KABUPATEN BEKASI, sinarberitanews.com – Kekeringan melanda Kabupaten Bekasi masih menjadi mimpi buruk bagi warga yang terkena dampaknya. Tampak lahan masyarakat menjadi kering kerontang, karena diduga kurangnya perhatian pemerintah. Mengingat kebutuhan air untuk persawahan dan air bersih, merupakan hak masyarakat atas kebutuhan dasar yang tak terpisahkan. Dimana setiap hari manusia membutuhkan air bersih, untuk meminum, memasak, mandi, mencuci dan sebagainya.
Bahkan, pada tahun 2018 lalu Pemkab Bekasi melalui Badan Penanggulangan Bencana Daerah (BPBD) juga pernah memberlakukan status “Siaga Darurat Kekeringan” di empat wilayah kecamatan, yaitu Kecamatan Cibarusah, Serang Baru, Bojongmangu, dan Cikarang Selatan, menurut Machfudin Latif, selaku Ketua Umum Aliansi Rakyat Bekasi kepada awak media.

━━━━━━━━━━━━━━━━━━━━━━━━━━━━━━

Tujuan 1: Cetak ulang bagian teks tentang kekeringan di Kabupaten Bekasi, mulai dari kata-kata "KABUPATEN BEKASI, sinarberitanews.com" dan terus hingga kata-kata "kepada awak media.".
Tujuan 2: Berikan lanjutan teks tentang kekeringan di Kabupaten Bekasi, dimulai sesudah kalimat terakhirnya.

━━━━━━━━━━━━━━━━━━━━━━━━━━━━━━

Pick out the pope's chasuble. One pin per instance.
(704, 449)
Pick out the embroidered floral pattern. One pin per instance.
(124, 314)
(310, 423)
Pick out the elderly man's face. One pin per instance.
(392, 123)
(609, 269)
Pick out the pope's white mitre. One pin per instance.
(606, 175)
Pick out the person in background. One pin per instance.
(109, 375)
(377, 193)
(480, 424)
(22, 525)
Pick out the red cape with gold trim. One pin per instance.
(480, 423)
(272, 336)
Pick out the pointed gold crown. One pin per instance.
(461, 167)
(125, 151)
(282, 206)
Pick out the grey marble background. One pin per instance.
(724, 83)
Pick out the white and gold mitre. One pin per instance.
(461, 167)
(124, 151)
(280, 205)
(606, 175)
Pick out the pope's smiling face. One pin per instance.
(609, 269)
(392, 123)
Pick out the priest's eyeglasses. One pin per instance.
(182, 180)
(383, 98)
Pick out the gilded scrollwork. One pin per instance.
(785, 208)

━━━━━━━━━━━━━━━━━━━━━━━━━━━━━━

Hasil Latihan 1:
KABUPATEN BEKASI, sinarberitanews.com – Kekeringan melanda Kabupaten Bekasi masih menjadi mimpi buruk bagi warga yang terkena dampaknya. Tampak lahan masyarakat menjadi kering kerontang, karena diduga kurangnya perhatian pemerintah. Mengingat kebutuhan air untuk persawahan dan air bersih, merupakan hak masyarakat atas kebutuhan dasar yang tak terpisahkan. Dimana setiap hari manusia membutuhkan air bersih, untuk meminum, memasak, mandi, mencuci dan sebagainya.
Bahkan, pada tahun 2018 lalu Pemkab Bekasi melalui Badan Penanggulangan Bencana Daerah (BPBD) juga pernah memberlakukan status “Siaga Darurat Kekeringan” di empat wilayah kecamatan, yaitu Kecamatan Cibarusah, Serang Baru, Bojongmangu, dan Cikarang Selatan, menurut Machfudin Latif, selaku Ketua Umum Aliansi Rakyat Bekasi kepada awak media.

Hasil Latihan 2:
Latif menambahkan, belum lagi kecamatan lain yang terkena dampak kekeringan. Sehingga mengakibatkan gagal panen dan kesulitan dalam mendapatkan air bersih, seperti kecamatan Sukatani, kecamatan Tambelang, Kecamatan Pebayuran, dan lain-lain, hal tersebut saya ketahui melalui beberapa informasi dari masyarakat dan media yang pernah saya baca.
Berbagai cara pernah dilakukan oleh Pemerintah Kabupaten (PEMKAB) Bekasi dalam rangka memenuhi kebutuhan hidup masyarakat yang terkena dampak kekeringan seperti program penyediaan air baku.
Salah satu prosesi realisasi program tersebut, Pemkab Bekasi bekerjasama dengan salah satu Perusahaan Umum Daerah (PERUMDA) PDAM Tirta Bhagasiasi guna Pemberian air bersih kepada masyarakat, selain itu ada juga seperti upaya penghijauan, pembuatan lubang biopori, pembangunan sumur resapan, sumur artesis, sumur bersih, sumur imbuhan, sumur satelit, sumur bor dan lain sebagainya.
Sementara itu, berdasarkan hasil rekap laporan keterangan pertanggung jawaban (LKPJ) Bupati Bekasi Tahun Anggaran (TA) 2016, 2017 dan 2018. Dari dinas Pekerjaan Umum (PU) dan Dinas Penataan Ruang (PUPR) tercatat dalam 3 tahun terakhir.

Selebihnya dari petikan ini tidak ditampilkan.